The request:
Echo the lines below word for word, starting at the beginning of the records and ending after the line that contains "the <item>pedestrian on walkway</item>". Leave the pictures out of your reply.

Outline records for images
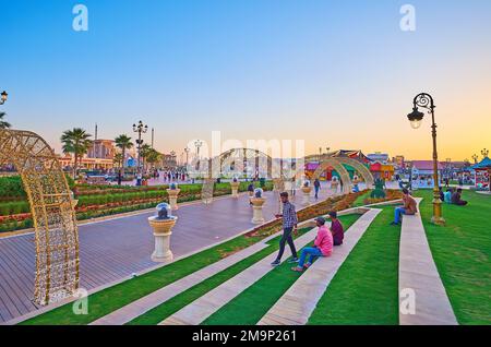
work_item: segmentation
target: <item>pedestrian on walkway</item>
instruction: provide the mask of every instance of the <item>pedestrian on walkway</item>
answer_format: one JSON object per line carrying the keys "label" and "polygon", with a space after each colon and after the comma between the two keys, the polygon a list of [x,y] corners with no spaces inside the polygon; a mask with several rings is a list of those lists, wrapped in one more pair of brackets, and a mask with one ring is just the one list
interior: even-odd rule
{"label": "pedestrian on walkway", "polygon": [[[325,226],[324,217],[315,219],[315,224],[319,227],[318,237],[314,241],[314,247],[306,247],[300,255],[298,265],[291,267],[292,271],[301,273],[303,268],[309,268],[313,261],[318,256],[330,256],[333,253],[333,235]],[[309,255],[309,262],[306,263],[307,255]]]}
{"label": "pedestrian on walkway", "polygon": [[319,199],[319,191],[320,190],[321,190],[321,181],[319,180],[319,178],[316,178],[315,181],[314,181],[315,200]]}
{"label": "pedestrian on walkway", "polygon": [[279,194],[283,203],[283,215],[277,214],[276,218],[283,218],[283,236],[279,240],[279,252],[276,256],[276,260],[271,263],[273,266],[278,266],[282,263],[282,256],[285,252],[285,244],[288,242],[288,246],[291,250],[291,255],[294,256],[289,263],[297,263],[297,250],[295,249],[294,238],[291,234],[297,235],[297,212],[295,211],[295,205],[288,201],[288,193],[283,192]]}
{"label": "pedestrian on walkway", "polygon": [[418,212],[416,200],[409,194],[409,191],[406,188],[403,189],[403,202],[404,206],[395,208],[394,222],[392,222],[391,225],[399,225],[403,215],[414,215]]}
{"label": "pedestrian on walkway", "polygon": [[345,239],[345,230],[343,228],[343,224],[337,218],[337,212],[331,211],[330,218],[331,218],[331,234],[333,235],[334,246],[342,246],[343,240]]}

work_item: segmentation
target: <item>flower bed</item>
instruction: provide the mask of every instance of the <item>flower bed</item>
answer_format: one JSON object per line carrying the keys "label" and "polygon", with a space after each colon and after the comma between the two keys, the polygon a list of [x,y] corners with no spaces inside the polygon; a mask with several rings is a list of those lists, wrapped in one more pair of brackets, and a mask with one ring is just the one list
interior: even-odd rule
{"label": "flower bed", "polygon": [[385,198],[381,198],[381,199],[367,198],[363,201],[363,204],[364,205],[371,205],[371,204],[376,204],[376,203],[391,201],[391,200],[398,200],[398,199],[403,199],[403,193],[399,190],[387,189],[387,190],[385,190]]}
{"label": "flower bed", "polygon": [[[331,211],[343,211],[351,207],[355,200],[358,196],[364,194],[366,191],[360,191],[358,193],[349,193],[345,195],[332,196],[326,200],[311,205],[307,208],[297,212],[298,222],[304,222],[312,219],[316,216],[326,215]],[[256,237],[256,236],[270,236],[282,229],[282,219],[275,219],[270,223],[263,224],[252,231],[246,234],[246,237]]]}
{"label": "flower bed", "polygon": [[[239,190],[246,191],[249,182],[241,182]],[[256,184],[259,184],[256,182]],[[168,202],[168,186],[155,187],[116,187],[80,184],[74,188],[77,220],[97,218],[120,213],[152,208],[156,204]],[[181,184],[178,202],[190,202],[201,199],[201,184]],[[266,182],[265,190],[273,184]],[[231,193],[229,183],[215,184],[214,196]],[[33,227],[31,210],[27,201],[0,203],[0,232],[27,229]]]}

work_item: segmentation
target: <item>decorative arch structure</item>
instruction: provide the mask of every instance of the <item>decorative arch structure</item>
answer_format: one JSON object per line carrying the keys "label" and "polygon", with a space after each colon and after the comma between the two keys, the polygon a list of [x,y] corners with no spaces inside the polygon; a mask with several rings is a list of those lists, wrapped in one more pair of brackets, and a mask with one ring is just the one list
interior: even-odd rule
{"label": "decorative arch structure", "polygon": [[[220,155],[208,159],[207,170],[205,178],[203,179],[203,187],[201,191],[201,198],[204,203],[211,203],[213,201],[213,189],[216,176],[220,176],[224,168],[230,166],[239,166],[242,169],[242,174],[246,172],[246,163],[254,160],[254,167],[265,168],[265,176],[273,179],[275,191],[283,191],[285,187],[285,177],[280,165],[275,165],[273,158],[267,154],[252,148],[232,148],[221,153]],[[235,171],[237,174],[237,171]]]}
{"label": "decorative arch structure", "polygon": [[361,175],[362,179],[367,183],[367,188],[373,186],[374,179],[372,172],[370,172],[370,170],[357,159],[323,155],[322,157],[319,156],[306,157],[306,163],[309,159],[313,158],[318,159],[320,161],[320,165],[311,177],[312,181],[314,181],[316,178],[320,178],[322,172],[324,172],[327,169],[327,167],[332,166],[337,171],[337,174],[339,174],[339,178],[343,182],[343,193],[349,193],[351,191],[352,182],[349,177],[348,170],[346,170],[346,168],[344,167],[344,165],[349,165]]}
{"label": "decorative arch structure", "polygon": [[361,164],[357,159],[352,158],[345,158],[345,157],[336,157],[336,159],[342,163],[351,166],[355,170],[357,170],[360,175],[363,181],[367,184],[367,188],[373,187],[375,180],[373,178],[372,172],[366,167],[363,164]]}
{"label": "decorative arch structure", "polygon": [[67,178],[52,148],[29,131],[0,129],[0,165],[19,171],[34,222],[34,301],[48,304],[79,288],[79,231]]}

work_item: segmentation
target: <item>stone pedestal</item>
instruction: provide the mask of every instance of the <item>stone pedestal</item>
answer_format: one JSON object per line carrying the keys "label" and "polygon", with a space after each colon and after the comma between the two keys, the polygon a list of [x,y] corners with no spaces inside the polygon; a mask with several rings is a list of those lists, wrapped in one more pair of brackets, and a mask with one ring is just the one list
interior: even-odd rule
{"label": "stone pedestal", "polygon": [[263,224],[263,205],[266,199],[264,198],[251,198],[252,203],[252,223],[253,224]]}
{"label": "stone pedestal", "polygon": [[157,219],[156,216],[148,217],[148,223],[154,229],[155,250],[152,253],[152,261],[156,263],[170,263],[173,260],[172,251],[170,251],[170,236],[172,227],[177,222],[177,217],[169,219]]}
{"label": "stone pedestal", "polygon": [[240,186],[240,182],[233,182],[233,181],[231,181],[230,182],[230,187],[231,187],[231,189],[232,189],[232,198],[239,198],[239,186]]}
{"label": "stone pedestal", "polygon": [[302,193],[303,193],[303,205],[310,204],[310,192],[312,191],[312,187],[302,187]]}
{"label": "stone pedestal", "polygon": [[180,189],[167,189],[167,193],[169,194],[169,205],[173,211],[179,208],[177,204],[177,198],[180,191]]}

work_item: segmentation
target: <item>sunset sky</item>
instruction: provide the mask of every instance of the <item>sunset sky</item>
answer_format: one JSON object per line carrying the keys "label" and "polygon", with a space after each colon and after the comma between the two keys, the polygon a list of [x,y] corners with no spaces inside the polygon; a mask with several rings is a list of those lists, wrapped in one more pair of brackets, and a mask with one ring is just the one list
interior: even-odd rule
{"label": "sunset sky", "polygon": [[406,118],[420,92],[442,160],[491,146],[489,0],[0,0],[0,110],[57,151],[63,130],[113,139],[142,119],[178,155],[216,130],[430,159],[430,119]]}

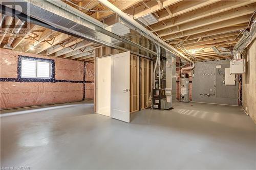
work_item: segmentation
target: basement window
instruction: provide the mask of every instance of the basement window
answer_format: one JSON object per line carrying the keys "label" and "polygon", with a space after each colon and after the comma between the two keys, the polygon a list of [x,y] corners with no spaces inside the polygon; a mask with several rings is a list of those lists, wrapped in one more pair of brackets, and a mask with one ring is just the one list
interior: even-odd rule
{"label": "basement window", "polygon": [[21,59],[22,78],[51,79],[51,61],[38,59]]}

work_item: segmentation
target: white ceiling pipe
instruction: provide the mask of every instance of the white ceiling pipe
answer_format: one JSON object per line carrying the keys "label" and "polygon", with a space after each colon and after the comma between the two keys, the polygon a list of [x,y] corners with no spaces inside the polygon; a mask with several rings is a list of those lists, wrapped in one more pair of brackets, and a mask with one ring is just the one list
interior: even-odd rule
{"label": "white ceiling pipe", "polygon": [[194,63],[194,62],[190,60],[189,58],[186,57],[182,53],[178,51],[175,48],[174,48],[173,46],[168,44],[165,41],[162,40],[161,38],[154,34],[152,32],[151,32],[150,30],[146,29],[143,26],[139,24],[136,21],[135,21],[133,18],[131,18],[129,15],[125,14],[124,12],[119,9],[115,6],[110,3],[109,1],[106,0],[98,0],[101,3],[103,4],[105,7],[108,7],[113,12],[115,12],[120,17],[125,20],[126,21],[129,22],[130,24],[132,26],[136,27],[138,29],[142,31],[146,35],[148,35],[151,38],[153,39],[155,41],[156,41],[156,43],[158,45],[161,46],[165,50],[169,51],[171,53],[173,53],[175,52],[177,54],[178,54],[179,56],[186,61],[191,63],[192,64]]}

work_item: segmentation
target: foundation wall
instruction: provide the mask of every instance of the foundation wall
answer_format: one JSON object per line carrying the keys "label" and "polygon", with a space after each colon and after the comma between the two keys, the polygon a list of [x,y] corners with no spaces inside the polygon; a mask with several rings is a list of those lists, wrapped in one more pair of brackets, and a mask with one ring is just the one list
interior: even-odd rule
{"label": "foundation wall", "polygon": [[242,75],[242,106],[256,123],[256,39],[245,50],[245,73]]}
{"label": "foundation wall", "polygon": [[[55,79],[44,82],[38,79],[19,79],[19,56],[53,60]],[[0,61],[1,109],[83,100],[83,62],[4,48],[1,48]]]}

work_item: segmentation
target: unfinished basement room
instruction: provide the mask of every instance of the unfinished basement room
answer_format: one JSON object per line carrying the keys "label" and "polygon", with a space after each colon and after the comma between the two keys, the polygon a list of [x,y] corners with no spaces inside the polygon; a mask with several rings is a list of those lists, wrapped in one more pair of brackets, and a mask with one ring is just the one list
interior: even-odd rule
{"label": "unfinished basement room", "polygon": [[256,169],[256,0],[0,5],[1,169]]}

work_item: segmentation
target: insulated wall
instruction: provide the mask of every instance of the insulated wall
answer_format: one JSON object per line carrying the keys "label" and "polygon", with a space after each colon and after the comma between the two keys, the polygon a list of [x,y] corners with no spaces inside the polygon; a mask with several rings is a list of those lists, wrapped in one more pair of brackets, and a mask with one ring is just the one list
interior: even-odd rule
{"label": "insulated wall", "polygon": [[245,73],[242,75],[243,107],[256,123],[256,41],[245,51]]}
{"label": "insulated wall", "polygon": [[[20,56],[54,61],[51,80],[19,79]],[[80,101],[83,100],[83,62],[1,48],[1,109]]]}
{"label": "insulated wall", "polygon": [[94,99],[94,62],[84,62],[85,99]]}

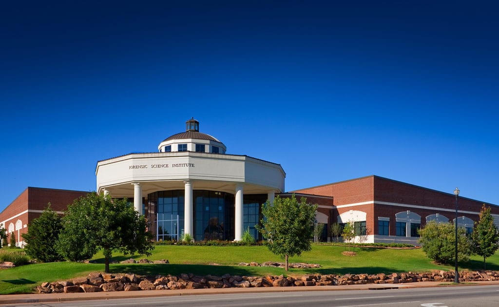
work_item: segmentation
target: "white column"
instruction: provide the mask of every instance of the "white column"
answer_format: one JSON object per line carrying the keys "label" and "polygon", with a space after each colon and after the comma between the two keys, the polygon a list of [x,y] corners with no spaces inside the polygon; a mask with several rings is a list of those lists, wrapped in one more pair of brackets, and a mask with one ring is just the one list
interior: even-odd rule
{"label": "white column", "polygon": [[134,186],[133,189],[133,207],[135,208],[135,211],[139,213],[139,214],[142,214],[142,189],[140,187],[140,184],[138,183],[132,183]]}
{"label": "white column", "polygon": [[240,241],[243,238],[243,186],[236,186],[236,210],[234,220],[234,241]]}
{"label": "white column", "polygon": [[184,181],[185,194],[184,196],[184,234],[189,234],[193,236],[192,228],[192,183]]}
{"label": "white column", "polygon": [[273,191],[269,191],[267,193],[267,200],[271,205],[274,203],[274,198],[275,197],[275,192]]}

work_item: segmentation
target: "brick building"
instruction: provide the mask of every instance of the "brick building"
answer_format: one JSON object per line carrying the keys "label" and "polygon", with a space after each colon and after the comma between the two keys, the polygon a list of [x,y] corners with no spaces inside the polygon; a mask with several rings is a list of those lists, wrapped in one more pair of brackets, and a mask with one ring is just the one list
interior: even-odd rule
{"label": "brick building", "polygon": [[50,203],[51,208],[62,214],[67,205],[75,199],[84,196],[88,192],[28,187],[0,213],[0,227],[13,233],[16,245],[23,247],[22,234],[27,232],[27,226],[40,216]]}
{"label": "brick building", "polygon": [[[328,228],[333,223],[354,222],[357,242],[416,244],[417,230],[427,222],[453,222],[456,196],[377,176],[325,184],[292,191],[332,198],[327,208]],[[458,225],[472,231],[482,205],[490,207],[499,226],[499,207],[459,197]]]}

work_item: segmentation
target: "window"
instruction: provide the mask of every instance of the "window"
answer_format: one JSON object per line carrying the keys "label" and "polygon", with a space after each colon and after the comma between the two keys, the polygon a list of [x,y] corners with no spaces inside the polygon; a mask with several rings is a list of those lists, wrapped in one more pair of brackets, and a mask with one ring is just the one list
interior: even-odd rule
{"label": "window", "polygon": [[365,236],[367,233],[366,230],[365,221],[354,222],[353,228],[356,236]]}
{"label": "window", "polygon": [[196,144],[196,152],[205,152],[205,144]]}
{"label": "window", "polygon": [[411,237],[419,237],[418,230],[421,228],[421,224],[416,223],[411,223]]}
{"label": "window", "polygon": [[388,236],[390,234],[389,232],[389,226],[390,222],[388,221],[378,221],[378,234],[382,236]]}
{"label": "window", "polygon": [[406,236],[406,223],[404,222],[397,222],[395,225],[395,230],[396,235],[399,237]]}

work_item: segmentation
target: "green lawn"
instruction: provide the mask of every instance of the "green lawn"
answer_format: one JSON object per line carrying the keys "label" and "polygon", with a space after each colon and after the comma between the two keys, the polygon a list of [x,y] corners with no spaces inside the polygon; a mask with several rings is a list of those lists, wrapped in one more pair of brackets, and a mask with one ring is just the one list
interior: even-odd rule
{"label": "green lawn", "polygon": [[[421,249],[388,250],[356,248],[355,257],[344,256],[340,246],[313,245],[312,251],[300,257],[290,258],[290,262],[318,263],[320,269],[290,269],[289,275],[307,273],[338,274],[391,273],[407,271],[424,272],[430,270],[452,270],[451,266],[438,266],[427,259]],[[144,256],[125,257],[115,254],[116,261]],[[111,264],[113,273],[133,272],[140,275],[178,275],[192,273],[198,275],[222,275],[226,273],[246,276],[284,274],[284,269],[269,267],[239,267],[240,262],[281,261],[264,246],[158,246],[150,260],[168,259],[170,264]],[[101,254],[94,257],[98,263],[71,262],[39,264],[0,270],[0,294],[29,293],[43,282],[57,281],[83,276],[91,272],[103,272],[104,259]],[[499,270],[499,254],[487,260],[487,268]],[[210,264],[217,264],[213,265]],[[482,268],[480,257],[472,257],[468,263],[460,264],[461,269],[478,270]]]}

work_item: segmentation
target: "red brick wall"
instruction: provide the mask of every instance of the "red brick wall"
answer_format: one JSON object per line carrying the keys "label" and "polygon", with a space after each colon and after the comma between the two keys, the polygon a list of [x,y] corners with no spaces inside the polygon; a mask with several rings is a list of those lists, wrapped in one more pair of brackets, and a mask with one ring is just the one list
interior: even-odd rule
{"label": "red brick wall", "polygon": [[374,177],[370,176],[293,192],[332,196],[335,206],[372,201],[374,199]]}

Finished answer:
work_item: segmentation
target: <item>pedestrian on walkway</item>
instruction: provide the mask of every instance of the <item>pedestrian on walkway</item>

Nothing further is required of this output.